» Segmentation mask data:

+ + + + +

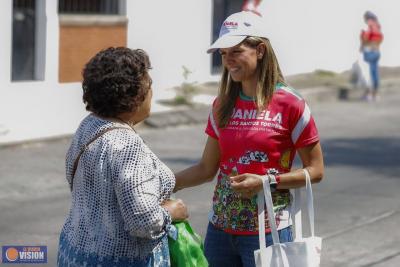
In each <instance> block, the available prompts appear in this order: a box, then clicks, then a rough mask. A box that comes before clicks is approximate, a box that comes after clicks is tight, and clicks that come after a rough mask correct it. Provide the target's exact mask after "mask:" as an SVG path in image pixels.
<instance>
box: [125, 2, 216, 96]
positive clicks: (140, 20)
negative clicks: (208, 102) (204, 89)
mask: <svg viewBox="0 0 400 267" xmlns="http://www.w3.org/2000/svg"><path fill="white" fill-rule="evenodd" d="M212 2H213V1H212V0H206V1H205V0H202V1H198V0H169V1H140V0H131V1H127V15H128V18H129V25H128V27H129V31H128V46H129V47H131V48H142V49H144V50H145V51H146V52H147V53H148V54H149V56H150V60H151V63H152V65H153V70H152V71H151V75H152V78H153V85H154V86H153V87H154V90H155V92H156V93H155V97H157V96H160V95H162V94H164V92H163V90H164V89H165V88H170V87H173V86H175V85H178V84H180V83H182V81H183V76H182V65H184V66H186V67H187V68H189V69H190V70H191V71H193V74H192V75H191V77H190V78H191V79H192V80H193V81H206V80H209V79H210V78H211V75H210V66H211V57H210V55H208V54H207V53H206V50H207V47H208V46H209V45H210V42H211V38H212V36H211V31H212V25H211V23H212Z"/></svg>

+ + + + +

» Action item: Could you copy every line from the records that has "instance" in it?

» Response to the exercise:
In each <instance> block, the available prompts appear in this order: a box, then clicks, then a rough mask. A box that comes before clicks is approximate, a box that comes after clicks is tight, and clicks that come after a rough mask correct it. Provide the target's exact mask after "mask:" as an SVG path in image pixels.
<instance>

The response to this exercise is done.